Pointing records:
begin
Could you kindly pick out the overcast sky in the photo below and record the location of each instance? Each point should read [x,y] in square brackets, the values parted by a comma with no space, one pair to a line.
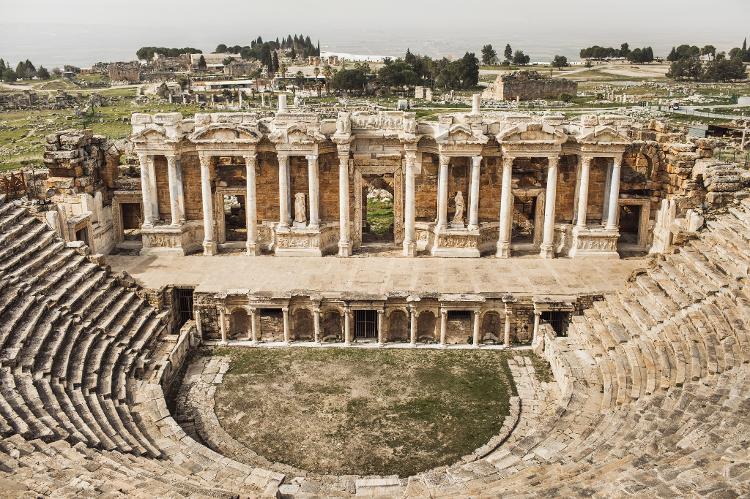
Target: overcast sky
[84,31]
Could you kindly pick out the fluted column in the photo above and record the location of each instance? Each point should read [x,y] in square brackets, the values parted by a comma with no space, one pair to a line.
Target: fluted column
[547,249]
[583,192]
[410,205]
[148,217]
[442,204]
[176,196]
[614,194]
[476,162]
[506,207]
[443,326]
[475,331]
[284,219]
[313,190]
[251,207]
[345,244]
[209,243]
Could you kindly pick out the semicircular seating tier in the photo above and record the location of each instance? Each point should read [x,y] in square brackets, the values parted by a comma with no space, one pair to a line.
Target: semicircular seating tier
[653,383]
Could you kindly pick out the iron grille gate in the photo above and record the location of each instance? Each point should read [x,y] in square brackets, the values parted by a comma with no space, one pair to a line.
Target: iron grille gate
[183,301]
[365,324]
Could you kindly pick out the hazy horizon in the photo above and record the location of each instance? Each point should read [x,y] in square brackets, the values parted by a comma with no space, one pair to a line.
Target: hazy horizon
[82,32]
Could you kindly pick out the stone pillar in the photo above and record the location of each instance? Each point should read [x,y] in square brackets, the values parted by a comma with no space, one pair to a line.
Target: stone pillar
[251,207]
[410,245]
[175,191]
[316,324]
[547,249]
[209,243]
[506,331]
[347,326]
[222,325]
[506,209]
[475,324]
[148,216]
[583,192]
[253,325]
[313,190]
[443,326]
[284,219]
[381,337]
[476,162]
[614,195]
[285,313]
[345,244]
[413,316]
[442,220]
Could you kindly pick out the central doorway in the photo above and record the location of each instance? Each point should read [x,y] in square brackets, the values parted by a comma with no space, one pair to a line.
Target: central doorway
[377,209]
[365,324]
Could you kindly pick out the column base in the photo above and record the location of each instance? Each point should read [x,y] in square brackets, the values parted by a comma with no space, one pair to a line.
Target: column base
[345,249]
[547,251]
[209,248]
[410,248]
[503,250]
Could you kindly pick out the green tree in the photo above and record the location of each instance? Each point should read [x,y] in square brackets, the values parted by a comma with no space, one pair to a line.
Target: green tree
[560,61]
[489,55]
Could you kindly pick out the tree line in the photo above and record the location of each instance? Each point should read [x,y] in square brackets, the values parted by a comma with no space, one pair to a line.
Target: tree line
[25,70]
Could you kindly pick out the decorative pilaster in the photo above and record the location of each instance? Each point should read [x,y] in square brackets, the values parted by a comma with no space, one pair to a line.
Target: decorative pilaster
[148,217]
[614,194]
[442,203]
[345,244]
[410,245]
[251,207]
[284,217]
[313,190]
[506,207]
[476,162]
[547,249]
[209,243]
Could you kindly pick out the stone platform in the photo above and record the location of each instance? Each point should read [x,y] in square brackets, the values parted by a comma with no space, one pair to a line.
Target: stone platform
[380,275]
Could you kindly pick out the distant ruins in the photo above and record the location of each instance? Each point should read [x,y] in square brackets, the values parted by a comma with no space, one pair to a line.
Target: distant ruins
[529,85]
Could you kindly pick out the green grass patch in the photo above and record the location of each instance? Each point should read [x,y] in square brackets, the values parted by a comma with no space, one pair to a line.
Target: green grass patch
[359,411]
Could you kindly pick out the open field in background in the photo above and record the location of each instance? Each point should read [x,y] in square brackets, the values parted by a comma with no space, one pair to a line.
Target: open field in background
[364,411]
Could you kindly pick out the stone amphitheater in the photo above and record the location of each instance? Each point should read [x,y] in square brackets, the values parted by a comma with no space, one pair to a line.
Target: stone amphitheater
[650,395]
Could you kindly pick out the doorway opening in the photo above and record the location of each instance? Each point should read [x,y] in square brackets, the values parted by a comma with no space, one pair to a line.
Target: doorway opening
[377,209]
[131,221]
[365,324]
[235,223]
[630,221]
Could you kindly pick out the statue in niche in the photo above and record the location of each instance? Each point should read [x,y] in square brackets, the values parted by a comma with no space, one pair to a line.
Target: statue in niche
[300,217]
[458,217]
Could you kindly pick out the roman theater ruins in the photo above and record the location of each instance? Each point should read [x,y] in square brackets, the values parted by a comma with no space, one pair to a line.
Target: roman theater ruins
[614,250]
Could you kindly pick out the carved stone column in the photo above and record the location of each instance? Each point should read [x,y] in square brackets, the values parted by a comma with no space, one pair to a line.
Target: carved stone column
[316,324]
[381,337]
[583,191]
[345,243]
[148,217]
[285,314]
[209,243]
[506,207]
[413,316]
[476,162]
[284,215]
[443,326]
[442,204]
[410,244]
[475,331]
[313,190]
[614,194]
[547,249]
[251,207]
[176,195]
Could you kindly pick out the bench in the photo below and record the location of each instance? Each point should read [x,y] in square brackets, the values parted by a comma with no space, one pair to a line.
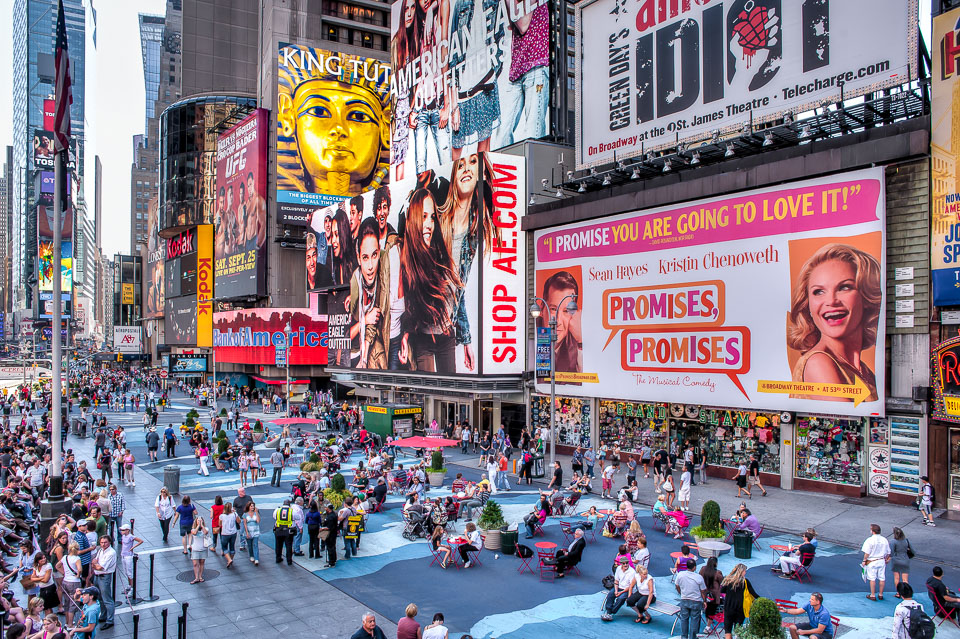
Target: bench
[668,609]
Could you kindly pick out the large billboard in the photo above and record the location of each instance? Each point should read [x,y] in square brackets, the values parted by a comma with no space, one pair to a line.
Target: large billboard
[469,75]
[673,71]
[769,299]
[153,271]
[241,236]
[333,128]
[251,336]
[945,147]
[409,259]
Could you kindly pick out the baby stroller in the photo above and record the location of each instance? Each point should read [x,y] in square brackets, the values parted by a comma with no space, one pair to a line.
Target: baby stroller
[413,526]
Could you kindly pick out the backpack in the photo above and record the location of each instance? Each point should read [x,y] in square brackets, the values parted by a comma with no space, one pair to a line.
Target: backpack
[921,625]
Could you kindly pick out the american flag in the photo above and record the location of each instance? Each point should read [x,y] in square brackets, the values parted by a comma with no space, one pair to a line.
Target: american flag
[64,93]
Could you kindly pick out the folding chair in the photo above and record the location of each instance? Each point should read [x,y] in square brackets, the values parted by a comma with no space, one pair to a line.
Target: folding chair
[939,610]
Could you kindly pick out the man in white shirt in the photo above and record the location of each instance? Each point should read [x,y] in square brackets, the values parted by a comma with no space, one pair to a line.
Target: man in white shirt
[104,565]
[876,554]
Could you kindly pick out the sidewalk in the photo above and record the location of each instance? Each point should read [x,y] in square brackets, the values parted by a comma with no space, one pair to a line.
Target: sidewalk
[243,601]
[839,520]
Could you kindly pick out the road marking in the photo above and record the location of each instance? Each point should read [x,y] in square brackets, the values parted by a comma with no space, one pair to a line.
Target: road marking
[144,606]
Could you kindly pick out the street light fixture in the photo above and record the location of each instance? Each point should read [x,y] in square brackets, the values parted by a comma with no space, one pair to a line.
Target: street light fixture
[535,312]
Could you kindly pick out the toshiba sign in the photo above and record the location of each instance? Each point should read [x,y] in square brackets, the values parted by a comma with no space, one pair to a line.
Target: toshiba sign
[126,339]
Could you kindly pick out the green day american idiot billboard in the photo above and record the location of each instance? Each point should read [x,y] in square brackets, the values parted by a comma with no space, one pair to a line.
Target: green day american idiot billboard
[469,75]
[767,299]
[653,73]
[427,274]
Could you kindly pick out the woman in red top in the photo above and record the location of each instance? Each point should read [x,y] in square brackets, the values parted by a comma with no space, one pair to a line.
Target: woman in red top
[215,511]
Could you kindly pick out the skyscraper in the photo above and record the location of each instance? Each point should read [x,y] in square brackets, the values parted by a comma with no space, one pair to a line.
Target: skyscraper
[34,33]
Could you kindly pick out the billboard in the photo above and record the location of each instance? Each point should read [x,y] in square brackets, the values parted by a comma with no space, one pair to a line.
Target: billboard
[333,128]
[188,364]
[241,236]
[153,271]
[665,77]
[768,299]
[127,339]
[469,75]
[251,336]
[945,146]
[411,257]
[180,320]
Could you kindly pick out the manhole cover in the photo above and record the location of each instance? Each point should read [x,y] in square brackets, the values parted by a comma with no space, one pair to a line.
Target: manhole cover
[187,575]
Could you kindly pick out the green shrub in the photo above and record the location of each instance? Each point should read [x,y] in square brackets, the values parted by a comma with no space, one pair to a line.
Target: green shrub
[765,622]
[492,516]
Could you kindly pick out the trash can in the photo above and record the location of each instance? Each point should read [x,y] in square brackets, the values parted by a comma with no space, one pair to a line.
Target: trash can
[508,541]
[742,544]
[537,466]
[171,479]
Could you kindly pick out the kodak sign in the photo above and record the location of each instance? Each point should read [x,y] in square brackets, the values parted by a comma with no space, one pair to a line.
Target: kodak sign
[205,286]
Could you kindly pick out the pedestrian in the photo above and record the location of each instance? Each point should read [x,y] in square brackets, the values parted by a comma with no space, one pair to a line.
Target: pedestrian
[185,514]
[368,628]
[693,593]
[741,476]
[198,539]
[901,552]
[283,531]
[818,624]
[104,566]
[925,500]
[165,511]
[876,554]
[754,478]
[251,532]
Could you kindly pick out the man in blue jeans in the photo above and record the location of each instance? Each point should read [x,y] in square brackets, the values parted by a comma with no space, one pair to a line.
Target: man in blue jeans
[693,592]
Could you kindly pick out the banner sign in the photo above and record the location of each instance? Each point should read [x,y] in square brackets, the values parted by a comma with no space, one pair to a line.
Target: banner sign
[127,339]
[256,335]
[410,256]
[674,71]
[242,208]
[769,299]
[945,145]
[333,128]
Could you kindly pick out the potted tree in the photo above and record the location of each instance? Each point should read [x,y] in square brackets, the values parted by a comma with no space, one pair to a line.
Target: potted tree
[764,622]
[710,527]
[436,472]
[490,523]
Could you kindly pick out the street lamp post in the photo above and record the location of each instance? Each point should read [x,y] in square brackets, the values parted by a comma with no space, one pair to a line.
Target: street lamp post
[552,316]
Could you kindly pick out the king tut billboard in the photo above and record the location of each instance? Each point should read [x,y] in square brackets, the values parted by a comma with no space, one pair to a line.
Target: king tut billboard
[333,128]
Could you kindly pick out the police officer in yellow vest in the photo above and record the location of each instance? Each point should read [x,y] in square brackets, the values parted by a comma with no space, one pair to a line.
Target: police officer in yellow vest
[283,531]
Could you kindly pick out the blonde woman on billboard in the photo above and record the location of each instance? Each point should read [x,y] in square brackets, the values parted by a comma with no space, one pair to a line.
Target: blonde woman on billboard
[466,213]
[834,317]
[430,284]
[369,301]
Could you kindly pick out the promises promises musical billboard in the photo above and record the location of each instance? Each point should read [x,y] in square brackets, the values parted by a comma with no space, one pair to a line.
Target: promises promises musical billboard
[652,73]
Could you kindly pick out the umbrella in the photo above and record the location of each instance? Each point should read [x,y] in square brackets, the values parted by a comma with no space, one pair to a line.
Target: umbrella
[424,442]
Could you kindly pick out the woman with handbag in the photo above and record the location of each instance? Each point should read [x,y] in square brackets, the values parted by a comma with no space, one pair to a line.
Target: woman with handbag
[199,540]
[901,552]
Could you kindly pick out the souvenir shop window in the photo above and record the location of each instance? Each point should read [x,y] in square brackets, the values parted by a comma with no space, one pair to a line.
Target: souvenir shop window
[830,449]
[573,418]
[731,436]
[631,424]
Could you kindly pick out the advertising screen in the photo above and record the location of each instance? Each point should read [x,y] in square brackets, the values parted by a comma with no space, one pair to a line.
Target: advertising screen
[410,257]
[251,336]
[180,320]
[469,74]
[769,299]
[333,128]
[241,236]
[668,76]
[945,145]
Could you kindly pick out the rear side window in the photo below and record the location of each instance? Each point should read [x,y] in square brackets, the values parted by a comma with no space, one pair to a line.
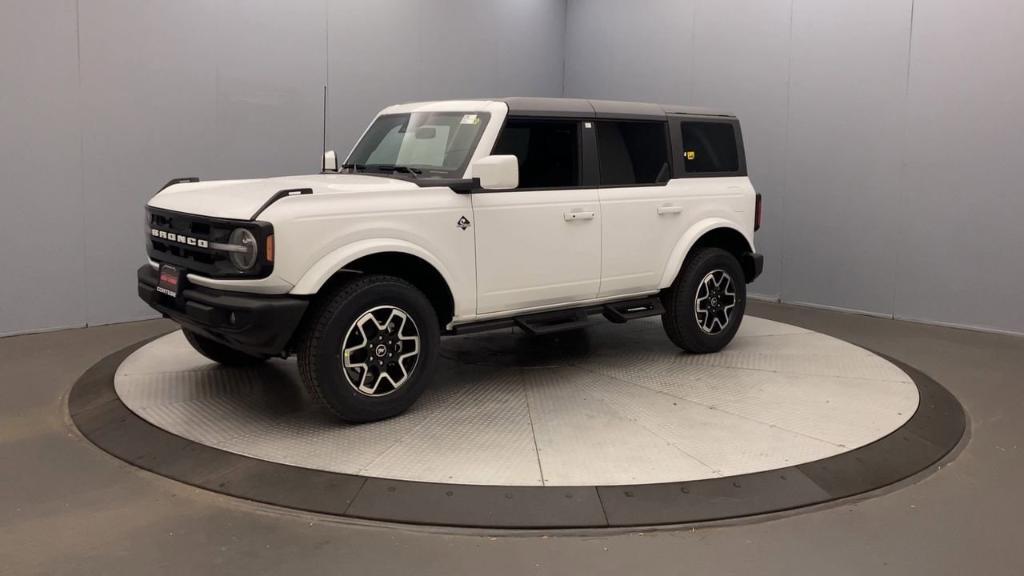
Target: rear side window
[548,151]
[710,147]
[633,153]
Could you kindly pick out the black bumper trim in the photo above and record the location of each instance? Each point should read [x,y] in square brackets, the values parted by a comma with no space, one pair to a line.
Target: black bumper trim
[753,263]
[251,323]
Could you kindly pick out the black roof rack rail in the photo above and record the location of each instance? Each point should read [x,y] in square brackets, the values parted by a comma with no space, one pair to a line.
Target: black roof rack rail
[282,194]
[173,181]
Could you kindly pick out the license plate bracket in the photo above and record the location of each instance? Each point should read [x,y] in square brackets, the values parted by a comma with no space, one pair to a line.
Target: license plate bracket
[170,281]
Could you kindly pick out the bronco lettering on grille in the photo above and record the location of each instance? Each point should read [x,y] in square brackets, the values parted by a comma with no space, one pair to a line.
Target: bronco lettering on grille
[180,239]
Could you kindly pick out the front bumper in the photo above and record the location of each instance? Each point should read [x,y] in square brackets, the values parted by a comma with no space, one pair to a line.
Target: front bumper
[753,264]
[251,323]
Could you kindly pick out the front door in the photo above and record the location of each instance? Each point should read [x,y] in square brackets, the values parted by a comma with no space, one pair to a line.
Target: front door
[540,244]
[644,211]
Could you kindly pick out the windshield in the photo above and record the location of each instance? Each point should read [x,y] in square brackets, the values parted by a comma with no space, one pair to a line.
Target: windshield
[421,144]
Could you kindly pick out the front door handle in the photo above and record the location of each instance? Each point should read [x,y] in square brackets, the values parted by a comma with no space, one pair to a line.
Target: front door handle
[578,215]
end
Extract the closing run of lines, starting with the one containing "Could you kindly pick out the bronco" and ending at the last, exactly as written.

Could you kindly pick out the bronco lettering on grille in the photo above and record the location of each instance? Each point should read [x,y] in square brackets, the values parted by a comma with no space, one pair to a line.
Target: bronco lettering on grille
[180,239]
Could you kindly pick out the front bumper in the photo above and record the location of each instance? Each point should read [x,y] in square brackets, the values parted by a comma with no space, one pair to a line.
Target: front bumper
[753,264]
[251,323]
Could you kindly pick out the front door in the photo above and record the location of each instance? Each point should read [x,y] in square brackets, the values parted by a comma with no space, one pair to a line.
Target: front door
[540,244]
[644,211]
Could you kindly pick out the windshield in the photo above and record the location of each instance? Each point should read [x,y] in square brackets, the values parted by a comma with no space, one pair to a line.
Target: windshield
[421,144]
Could you kindly pick out the front door handle in the photo above and record the location of each instance? Each point should read [x,y] in square brackets, the values parted by a comma with no space, one pair to a line.
Target: front door handle
[578,215]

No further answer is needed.